#### Work request
Retype every record exactly. Leave the pictures out.

[Dataset entries]
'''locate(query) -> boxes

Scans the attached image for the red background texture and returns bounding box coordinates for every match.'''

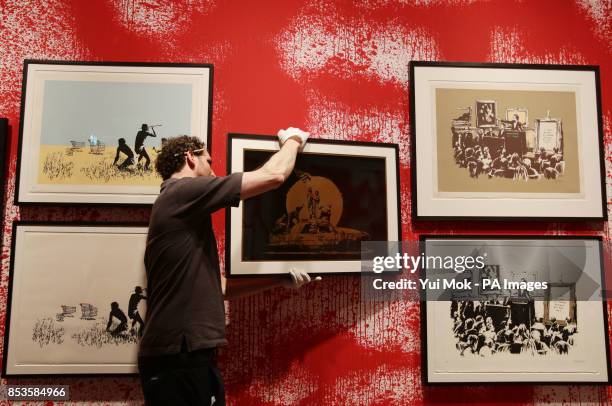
[0,0,611,404]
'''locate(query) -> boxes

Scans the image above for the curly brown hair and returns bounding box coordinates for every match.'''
[155,135,205,180]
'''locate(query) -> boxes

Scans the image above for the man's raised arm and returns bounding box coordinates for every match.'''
[240,127,309,200]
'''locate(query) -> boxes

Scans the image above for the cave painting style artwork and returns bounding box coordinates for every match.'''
[227,135,400,275]
[16,61,212,205]
[411,62,606,220]
[3,224,148,375]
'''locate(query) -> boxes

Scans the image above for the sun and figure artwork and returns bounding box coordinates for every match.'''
[241,150,388,261]
[36,80,193,186]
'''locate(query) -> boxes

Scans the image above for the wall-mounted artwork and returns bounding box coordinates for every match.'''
[421,235,610,384]
[410,61,606,220]
[3,223,148,375]
[16,60,213,205]
[0,118,7,223]
[226,134,400,275]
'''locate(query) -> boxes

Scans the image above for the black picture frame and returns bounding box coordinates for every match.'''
[419,234,611,385]
[410,61,607,221]
[225,133,402,276]
[0,118,8,231]
[2,221,149,377]
[15,59,214,206]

#### Output below
'''locate(query) -> boxes

Scans the attached image for the red background texture and returns bounding box coordinates for every match.'''

[0,0,611,404]
'''locate(query) -> boxes

Scans the image above for the curly brown hair and returns bounding box coordinates for every match.'''
[155,135,205,180]
'''locate(query) -> boxes

Scans the image above for the man's raised arm and returns bounding box coordinates for every match.'''
[240,127,309,200]
'''locate(query) -> boxes

Scans the image above for the cave painting style artwork and returns bounding box coordinates for every match.'''
[227,135,400,275]
[16,61,212,205]
[411,62,606,220]
[3,224,148,375]
'''locate(query) -> boxes

Scans the image above for the sun and figure artwork and returns bounding box coordinates for every match.'''
[241,150,388,261]
[36,80,193,186]
'''locate(query) -> boxes

Scans the image above for the wall-mounted artwork and returns bounding box coordinates for every match.'''
[421,235,610,384]
[410,61,606,220]
[3,223,148,375]
[16,60,213,205]
[0,118,7,223]
[226,134,400,275]
'''locate(query) -> boxes

Scans the image above for the black picture frame and returns bounding box coordinates for every match.'''
[419,234,611,385]
[410,61,607,221]
[225,133,402,276]
[0,118,8,231]
[2,221,149,377]
[15,59,214,206]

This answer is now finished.